=== ENTRIES SHOWN ===

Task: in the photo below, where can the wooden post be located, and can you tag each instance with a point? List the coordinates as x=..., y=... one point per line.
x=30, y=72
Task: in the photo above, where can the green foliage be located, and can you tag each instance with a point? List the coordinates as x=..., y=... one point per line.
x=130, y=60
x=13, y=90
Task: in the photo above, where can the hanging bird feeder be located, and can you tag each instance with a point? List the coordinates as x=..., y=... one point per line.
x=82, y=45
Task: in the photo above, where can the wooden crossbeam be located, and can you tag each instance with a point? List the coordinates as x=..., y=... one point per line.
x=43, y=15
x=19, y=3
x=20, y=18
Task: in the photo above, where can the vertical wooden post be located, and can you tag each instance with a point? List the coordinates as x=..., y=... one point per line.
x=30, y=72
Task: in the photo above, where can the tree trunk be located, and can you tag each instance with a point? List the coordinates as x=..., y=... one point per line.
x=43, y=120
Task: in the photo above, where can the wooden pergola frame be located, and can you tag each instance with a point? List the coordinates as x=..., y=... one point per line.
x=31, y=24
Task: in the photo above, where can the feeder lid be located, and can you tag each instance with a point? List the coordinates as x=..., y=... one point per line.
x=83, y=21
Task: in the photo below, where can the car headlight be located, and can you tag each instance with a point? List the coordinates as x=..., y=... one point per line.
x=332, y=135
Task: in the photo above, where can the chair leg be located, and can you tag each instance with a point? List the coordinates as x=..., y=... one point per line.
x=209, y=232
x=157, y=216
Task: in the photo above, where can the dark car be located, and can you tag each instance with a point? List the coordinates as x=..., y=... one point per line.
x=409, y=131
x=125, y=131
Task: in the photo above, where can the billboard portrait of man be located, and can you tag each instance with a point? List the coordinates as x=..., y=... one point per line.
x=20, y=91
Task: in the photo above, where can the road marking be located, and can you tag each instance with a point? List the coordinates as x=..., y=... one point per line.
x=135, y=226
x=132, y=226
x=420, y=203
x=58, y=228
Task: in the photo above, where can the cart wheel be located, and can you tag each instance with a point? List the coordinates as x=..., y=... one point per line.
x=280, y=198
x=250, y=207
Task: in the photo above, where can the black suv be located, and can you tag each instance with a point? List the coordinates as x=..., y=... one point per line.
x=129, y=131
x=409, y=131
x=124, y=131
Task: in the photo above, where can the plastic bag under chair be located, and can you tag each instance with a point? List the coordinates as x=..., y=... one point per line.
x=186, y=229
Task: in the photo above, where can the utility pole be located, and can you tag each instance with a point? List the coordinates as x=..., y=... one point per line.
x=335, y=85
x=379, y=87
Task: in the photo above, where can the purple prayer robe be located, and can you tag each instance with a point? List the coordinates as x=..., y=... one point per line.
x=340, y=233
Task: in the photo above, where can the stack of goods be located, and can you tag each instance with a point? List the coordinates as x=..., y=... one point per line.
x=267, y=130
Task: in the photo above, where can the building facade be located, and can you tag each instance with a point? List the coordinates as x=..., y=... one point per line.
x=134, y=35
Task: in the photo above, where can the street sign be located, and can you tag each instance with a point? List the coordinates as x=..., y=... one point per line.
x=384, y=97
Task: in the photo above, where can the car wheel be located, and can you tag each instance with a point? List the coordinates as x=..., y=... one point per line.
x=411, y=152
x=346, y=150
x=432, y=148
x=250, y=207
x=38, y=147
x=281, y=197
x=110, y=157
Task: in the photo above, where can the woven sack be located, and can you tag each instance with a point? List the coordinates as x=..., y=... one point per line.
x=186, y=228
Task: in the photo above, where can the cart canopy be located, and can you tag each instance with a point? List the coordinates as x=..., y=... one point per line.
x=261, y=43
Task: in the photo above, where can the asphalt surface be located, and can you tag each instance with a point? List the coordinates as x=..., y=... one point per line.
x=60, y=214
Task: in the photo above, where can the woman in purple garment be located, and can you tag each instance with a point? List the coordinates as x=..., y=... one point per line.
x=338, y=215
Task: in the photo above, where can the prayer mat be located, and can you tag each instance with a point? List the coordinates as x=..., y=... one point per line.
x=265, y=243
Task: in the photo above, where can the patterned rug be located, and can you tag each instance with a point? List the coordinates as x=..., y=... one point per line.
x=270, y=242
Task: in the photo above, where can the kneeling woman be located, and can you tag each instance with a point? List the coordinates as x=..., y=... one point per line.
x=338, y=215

===

TASK PROMPT: The full set of entries should be transcribed exactly.

RESULT OF THIS TASK:
Task: in the photo below, where can the wooden post be located, and can you tag each instance with a point? List the coordinates as x=..., y=... one point per line.
x=30, y=72
Task: in the photo above, where can the green foliage be located, and can you tag each instance with a point? List the coordinates as x=..., y=... one point per line.
x=130, y=60
x=13, y=90
Task: in the photo above, where can the hanging bird feeder be located, and can you tag each instance with a point? List the coordinates as x=..., y=... one point per line.
x=82, y=45
Task: in the photo above, where can the wooden crossbeam be located, and can you tag each instance with a point? List the coordinates as x=..., y=... one point per line.
x=43, y=15
x=19, y=3
x=20, y=18
Task: in the photo above, where can the vertical wooden post be located, and can you tag each instance with a point? List the coordinates as x=..., y=... one point per line.
x=30, y=72
Task: in the photo above, where can the tree trunk be located, and can you tag each instance with a point? List the coordinates as x=..., y=... one point per line.
x=43, y=120
Task: in the photo above, where can the wooden pergola frame be located, and can you tag each instance with a point? List the coordinates as x=..., y=... one point per line.
x=31, y=24
Task: in the photo above, where can the feeder lid be located, and can you tag each instance with a point? List the coordinates as x=..., y=... one point per line.
x=83, y=21
Task: in the photo below, where can the car headlight be located, and can you tag each instance with a point? List the coordinates as x=..., y=... one point per line.
x=332, y=135
Task: in the photo above, where can the chair leg be located, and can you tag each instance with a point? List the coordinates as x=..., y=... one point per line.
x=209, y=232
x=157, y=216
Task: in the photo above, where can the dark car be located, and can you tag each instance with a point? List the coordinates as x=..., y=... one point per line.
x=409, y=131
x=125, y=131
Task: in the photo above, where can the billboard portrait of man be located, and can you tag each instance with a point? List the coordinates as x=..., y=... one point per line.
x=20, y=91
Task: in the photo above, where can the road marking be located, and can you tag each instance with a point? List the coordinates as x=..., y=... one point per line.
x=135, y=226
x=132, y=226
x=420, y=203
x=58, y=228
Task: in the photo above, where can the cart wheel be located, and can you tag each instance with a point? List the coordinates as x=..., y=... one point per line.
x=280, y=198
x=250, y=207
Task: in the photo above, where can the black suv be located, and can you tag each instance with a point? List the coordinates as x=..., y=... one point per line.
x=129, y=131
x=409, y=131
x=124, y=131
Task: in the photo above, where can the plastic bag under chair be located, and can you tag each instance with a point? List the coordinates as x=..., y=... one point per line.
x=186, y=229
Task: in the photo above, where can the utility pole be located, and can you tag each instance with a point? List the coordinates as x=..., y=... one point per line.
x=335, y=85
x=379, y=87
Task: in the photo above, where can the purple prayer robe be located, and can you tag each instance with a point? List the coordinates as x=..., y=... one point per line.
x=340, y=233
Task: in the photo above, where can the stack of goods be located, and can you tag each instance with a point? List the coordinates as x=..., y=... one point per line.
x=267, y=130
Task: in the photo above, where can the building facade be located, and can you tag each instance with a point? List the coordinates as x=..., y=... one point per line.
x=134, y=35
Task: in the photo above, where can the street sign be located, and can you tag each instance with a point? List the coordinates as x=..., y=... one point per line.
x=384, y=97
Task: in the photo above, where can the car wheel be located, and can you tag each instance with a point? List the coordinates as x=..., y=... one point per line.
x=411, y=152
x=346, y=150
x=432, y=148
x=250, y=207
x=38, y=147
x=281, y=197
x=110, y=157
Task: in the photo above, where can the woven sack be located, and can you tag each instance with a point? List the coordinates as x=..., y=... one point per line.
x=186, y=228
Task: in the photo above, where can the cart canopy be located, and can you tag each instance with a point? List the coordinates as x=..., y=... one point per line.
x=261, y=43
Task: in the photo above, where can the asphalt surface be located, and can you tag each instance with a point? List the coordinates as x=..., y=... one point per line.
x=60, y=214
Task: in the photo above, where can the woman in purple garment be located, and can you tag each instance with a point? List the coordinates as x=..., y=... one point per line.
x=338, y=215
Task: in the photo above, where can the prayer mat be located, and can you tag each instance with a point? List the coordinates as x=..., y=... one point per line.
x=265, y=243
Task: in the photo above, where can the patterned rug be located, and can you tag each instance with a point? List the coordinates as x=..., y=... one point per line.
x=270, y=242
Task: in the photo above, where can the kneeling woman be located, and can you tag each instance with a point? List the coordinates as x=..., y=... one point per line.
x=338, y=215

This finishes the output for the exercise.